And the additional fancy download csv for clone stats:


locust custom ui csv download


And just like that you have hacked Locust.



Now is not basic load testing tool anymore, is a powerful framework fully customizable to test the sh*t out of your application.



Scaling Out: Terraform + AWS EC2


But... that is not the whole story. I assume that you, dear reader, being a seasoned DevOps, have already spotted the bottleneck. Yes, indeed, your laptop! Even for basic load testing, running from a single machine will generate a bottleneck at some point. Now consider that you are testing intense disk or network operations, running all from just a single machine won't give you real feedback, as you will be limited by that instance throughput. Luckily, Locust can be easily integrated with cloud resources. Azure, AWS, terraform, ec2, kubernetes, the possibilities are endless (as long as there is some sort of node-to-node communication).

Let's focus on a simple one: We are going to execute the above tests on a fleet on EC2 instances on AWS using terraform. The idea is to launch a controller (which will only host the UI, no test executions), and a fleet of worker nodes that will report back. Each worker node can run 1 or multiple users, and they all will run in parallel. So, if you want to check how your SCM will behave if 3000 developers clone a reopsitory at the same time, this will give you the answer.


Terraform


Again, the goal is to launch a controller, and a swarm of workers, make the workers report to the controller (on port 5557-5558), and make the controller to display all the information in the Web UI.


In this example code we will skip the basics of Terraform (AMI, Subnets, VPC, Route53, Certificates, etc) and just jump into the juice.

==================================================

### Your task
Pick up the text on load testing with Locust and Terraform right after its last sentence and keep writing. The data that follows isn't needed for this.

### Source material

==================================================

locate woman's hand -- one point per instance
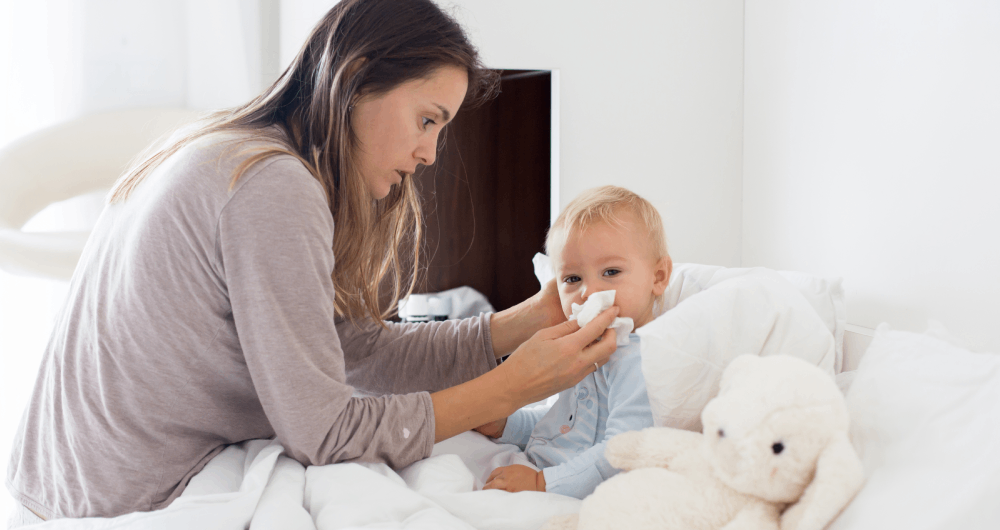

==================================================

### Final result
Security Group

One option is to create one SG for the controller and another for the workers, let them talk to each other and expose the controller SG for the Web UI. Or just one SG for all, and let it talk to itself.

resource "aws_security_group" "locust_sg" {
  name = "locust-sg"
  ...
}

resource "aws_security_group_rule" "ssh_ingress" {
  from_port         = 22
  protocol          = "tcp"
  security_group_id = aws_security_group.locust_sg.id
  to_port           = 22
  type              = "ingress"
  description       = "Allow SSH traffic for Terraform"
  cidr_blocks       = var.terraform_controller_cidr_blocks
}

resource "aws_security_group_rule" "web_ingress" {
  from_port         = 8089
  protocol          = "tcp"
  security_group_id = aws_security_group.locust_sg.id
  to_port           = 8089
  type              = "ingress"
  description       = "8089 as default HTTP or 443 if you plan to use Nginx"
  cidr_blocks       = var.web_ui_ingress_cidr_blocks
}

resource "aws_security_group_rule" "report_traffic" {
  from_port         = 5557
  protocol          = "tcp"
  security_group_id = aws_security_group.locust_sg.id
  to_port           = 5558
  type              = "ingress"
  description       = "Allow workers report to controller"
  self              = true
}

resource "aws_security_group_rule" "ssh_traffic" {
  from_port         = 22
  protocol          = "tcp"
  security_group_id = aws_security_group.locust_sg.id
  to_port           = 22
  type              = "ingress"
  description       = "Allow SSH traffic within nodes"
  self              = true
}

resource "aws_security_group_rule" "egress_traffic" {
  from_port         = 443
  protocol          = "tcp"
  security_group_id = aws_security_group.locust_sg.id
  to_port           = 443
  type              = "egress"
  description       = "Egress rule to reach target of the test"
  cidr_blocks       = var.egress_cidr_blocks
}

Workers send data to controller on ports 5557 and 5558, but, still, if you want to enable download of CSV reports or any other custom generated file on the workers, you will need to configure SSH so the files are sent to the controller. SSH can also be used by Terraform to setup the nodes. User data is an option, but with SSH you can orchestrate a synchronous setup.

If you decide to enable SSH, you will need to manage the pem key. Meaning, create it, save it, create all the nodes with it, but also inject it on the nodes, so they can transfer files between them (or skip this bit, if you don't plan to transfer files). For now, this will create the key locally and in AWS.


resource "tls_private_key" "pem_key" {
  algorithm = "RSA"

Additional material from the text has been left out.